Render as a numbered list the entries between the line containing "In this exercise you will indicate the turquoise" and the line containing "[(151, 906)]", inclusive, skipping blank lines.

## Begin Supplied information

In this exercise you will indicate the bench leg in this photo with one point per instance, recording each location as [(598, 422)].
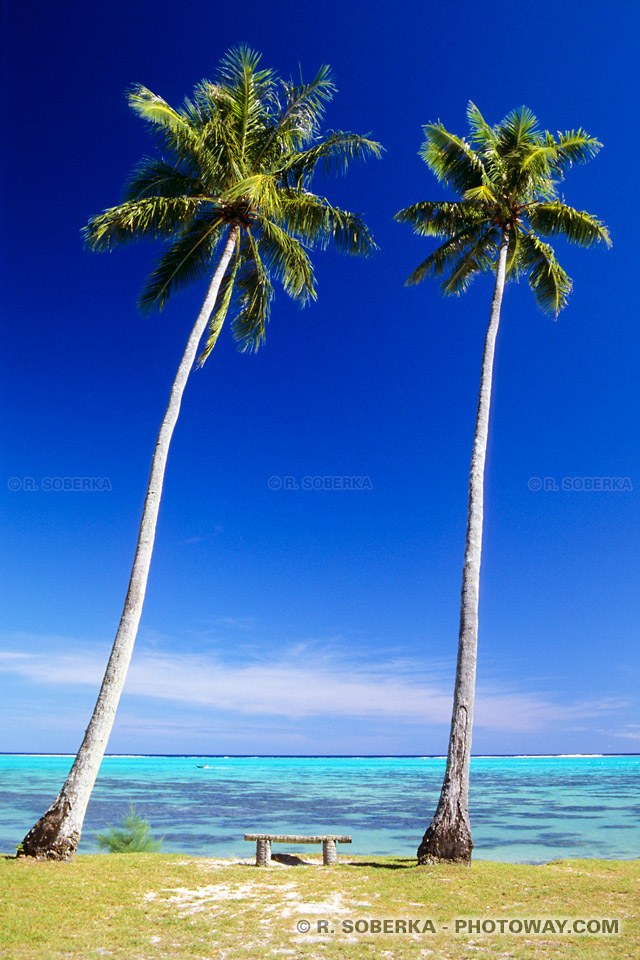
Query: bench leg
[(263, 853), (329, 853)]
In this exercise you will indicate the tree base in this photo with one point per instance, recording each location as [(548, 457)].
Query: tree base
[(448, 839), (46, 840)]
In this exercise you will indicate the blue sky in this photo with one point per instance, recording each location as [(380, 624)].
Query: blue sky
[(301, 620)]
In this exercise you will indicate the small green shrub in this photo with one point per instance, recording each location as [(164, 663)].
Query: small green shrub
[(133, 836)]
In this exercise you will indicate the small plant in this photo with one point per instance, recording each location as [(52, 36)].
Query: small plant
[(133, 836)]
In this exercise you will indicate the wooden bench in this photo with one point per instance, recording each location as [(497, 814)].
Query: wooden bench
[(264, 841)]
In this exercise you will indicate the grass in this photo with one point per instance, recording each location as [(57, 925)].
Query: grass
[(153, 906)]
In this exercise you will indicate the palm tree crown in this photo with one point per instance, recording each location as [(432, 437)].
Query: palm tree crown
[(241, 153), (507, 177)]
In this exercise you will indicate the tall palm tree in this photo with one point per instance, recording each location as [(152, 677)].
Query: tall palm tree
[(506, 179), (231, 194)]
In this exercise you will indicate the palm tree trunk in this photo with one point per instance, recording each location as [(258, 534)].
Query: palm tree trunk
[(448, 837), (56, 834)]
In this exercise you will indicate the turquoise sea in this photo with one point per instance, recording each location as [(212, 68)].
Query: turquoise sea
[(523, 809)]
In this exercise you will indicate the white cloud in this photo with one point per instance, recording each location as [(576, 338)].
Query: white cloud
[(298, 685)]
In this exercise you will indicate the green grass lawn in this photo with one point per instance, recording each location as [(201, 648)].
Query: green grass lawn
[(151, 906)]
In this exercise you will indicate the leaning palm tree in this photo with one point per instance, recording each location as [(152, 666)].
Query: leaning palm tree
[(230, 192), (506, 179)]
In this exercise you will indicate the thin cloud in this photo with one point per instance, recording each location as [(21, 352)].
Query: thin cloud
[(299, 686)]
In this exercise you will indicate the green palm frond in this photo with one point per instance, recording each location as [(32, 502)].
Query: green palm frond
[(550, 284), (335, 153), (574, 146), (154, 109), (187, 260), (518, 129), (448, 253), (300, 116), (481, 133), (576, 226), (451, 159), (285, 257), (154, 177), (254, 293), (239, 154), (317, 223), (507, 179), (151, 218), (439, 218), (221, 309), (305, 104), (479, 258)]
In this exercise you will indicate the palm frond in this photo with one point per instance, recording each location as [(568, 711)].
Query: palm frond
[(187, 260), (221, 309), (299, 118), (305, 104), (481, 133), (318, 223), (576, 226), (150, 218), (335, 152), (455, 248), (286, 258), (550, 284), (518, 129), (439, 218), (156, 178), (507, 179), (254, 293), (451, 159), (478, 258), (574, 146)]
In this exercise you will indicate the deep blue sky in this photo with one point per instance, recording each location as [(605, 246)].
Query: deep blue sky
[(302, 621)]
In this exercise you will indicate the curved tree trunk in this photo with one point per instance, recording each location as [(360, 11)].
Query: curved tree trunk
[(56, 834), (448, 837)]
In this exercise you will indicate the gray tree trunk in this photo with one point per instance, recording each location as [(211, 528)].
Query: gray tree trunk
[(56, 834), (448, 836)]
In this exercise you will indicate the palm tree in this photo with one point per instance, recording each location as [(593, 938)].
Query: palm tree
[(506, 178), (231, 194)]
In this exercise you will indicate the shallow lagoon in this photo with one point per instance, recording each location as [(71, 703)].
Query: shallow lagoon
[(523, 809)]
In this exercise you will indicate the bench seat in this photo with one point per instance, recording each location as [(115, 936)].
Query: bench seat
[(264, 841)]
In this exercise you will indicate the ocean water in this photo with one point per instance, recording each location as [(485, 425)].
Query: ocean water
[(523, 809)]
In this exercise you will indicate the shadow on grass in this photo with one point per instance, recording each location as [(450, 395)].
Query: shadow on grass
[(405, 864)]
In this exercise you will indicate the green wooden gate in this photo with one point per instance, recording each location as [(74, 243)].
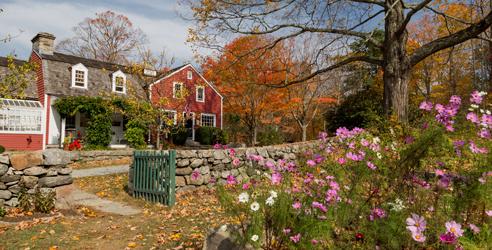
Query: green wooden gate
[(154, 176)]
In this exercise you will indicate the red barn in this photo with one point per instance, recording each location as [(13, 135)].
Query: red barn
[(189, 98)]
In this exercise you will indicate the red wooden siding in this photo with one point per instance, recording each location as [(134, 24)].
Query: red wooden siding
[(164, 89), (22, 141)]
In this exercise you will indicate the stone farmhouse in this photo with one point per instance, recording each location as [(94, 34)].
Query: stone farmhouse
[(34, 123)]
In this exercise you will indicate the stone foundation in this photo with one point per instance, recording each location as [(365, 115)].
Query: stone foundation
[(30, 170)]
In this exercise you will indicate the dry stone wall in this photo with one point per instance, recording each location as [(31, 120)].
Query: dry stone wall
[(30, 170), (215, 165)]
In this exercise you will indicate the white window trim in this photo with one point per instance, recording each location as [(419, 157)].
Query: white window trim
[(119, 74), (80, 67), (174, 89), (175, 117), (215, 118), (196, 93)]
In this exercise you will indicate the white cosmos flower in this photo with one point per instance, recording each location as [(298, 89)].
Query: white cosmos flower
[(243, 197), (255, 206)]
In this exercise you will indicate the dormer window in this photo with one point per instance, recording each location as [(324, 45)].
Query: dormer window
[(119, 82), (177, 90), (79, 76), (200, 93)]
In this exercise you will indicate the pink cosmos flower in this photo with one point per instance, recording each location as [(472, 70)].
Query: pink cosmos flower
[(474, 228), (472, 117), (311, 163), (426, 105), (231, 180), (455, 228), (418, 236), (296, 238), (195, 175), (341, 161), (448, 238), (297, 205), (371, 165), (276, 178), (476, 97), (416, 223)]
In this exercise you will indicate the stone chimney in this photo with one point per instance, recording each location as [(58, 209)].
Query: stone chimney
[(44, 43)]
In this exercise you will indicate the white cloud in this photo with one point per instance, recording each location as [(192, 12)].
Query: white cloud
[(163, 31)]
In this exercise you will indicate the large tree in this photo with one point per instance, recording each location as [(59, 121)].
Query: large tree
[(338, 23), (108, 37)]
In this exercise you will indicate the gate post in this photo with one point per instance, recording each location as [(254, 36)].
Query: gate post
[(171, 198)]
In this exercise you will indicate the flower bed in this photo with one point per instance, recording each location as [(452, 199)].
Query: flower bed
[(424, 187)]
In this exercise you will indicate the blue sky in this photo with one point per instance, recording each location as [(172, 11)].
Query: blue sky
[(159, 19)]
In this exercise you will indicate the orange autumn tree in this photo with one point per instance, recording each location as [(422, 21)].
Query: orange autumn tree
[(243, 75)]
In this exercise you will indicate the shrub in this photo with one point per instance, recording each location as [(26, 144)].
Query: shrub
[(430, 188), (210, 135), (270, 136), (135, 134), (362, 109), (3, 211), (179, 135), (98, 132)]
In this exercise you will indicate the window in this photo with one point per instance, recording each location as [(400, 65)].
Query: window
[(177, 90), (171, 117), (200, 94), (79, 76), (208, 120), (119, 82), (20, 116)]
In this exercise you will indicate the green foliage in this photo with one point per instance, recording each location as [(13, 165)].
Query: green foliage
[(210, 135), (270, 135), (135, 134), (17, 78), (43, 202), (98, 132), (179, 134), (363, 109), (3, 211)]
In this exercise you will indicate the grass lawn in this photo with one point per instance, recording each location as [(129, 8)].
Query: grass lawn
[(183, 226)]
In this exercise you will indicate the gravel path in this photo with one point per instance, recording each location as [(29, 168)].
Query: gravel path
[(79, 173)]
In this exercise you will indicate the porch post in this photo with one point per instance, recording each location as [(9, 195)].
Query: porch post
[(62, 132)]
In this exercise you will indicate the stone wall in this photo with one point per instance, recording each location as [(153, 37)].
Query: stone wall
[(30, 170), (215, 165)]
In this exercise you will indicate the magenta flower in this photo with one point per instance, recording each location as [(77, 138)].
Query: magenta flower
[(195, 175), (418, 236), (276, 178), (311, 163), (426, 105), (455, 228), (472, 117), (476, 97), (416, 223), (474, 228), (296, 238), (297, 205), (341, 161), (448, 238), (371, 165), (231, 180)]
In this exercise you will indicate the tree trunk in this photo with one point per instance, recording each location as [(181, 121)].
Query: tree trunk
[(396, 63)]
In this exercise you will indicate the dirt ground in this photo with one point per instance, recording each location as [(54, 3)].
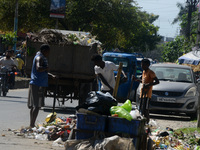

## End Supplied information

▶ _Reply_
1. In this exercise you will indicate the turquoise sea in this photo with one point per instance, recording each location as [(212, 68)].
2. Query: turquoise sea
3. [(523, 809)]
4. In this exercise you will indicate the white cloud in this photo with one point per instance, recording each location as [(576, 338)].
5. Query: white cloud
6. [(298, 685)]
7. In this exercise you will indicate the green grass lawn in this photo with one point per instance, recording each location as [(201, 648)].
8. Query: green grass lawn
9. [(151, 906)]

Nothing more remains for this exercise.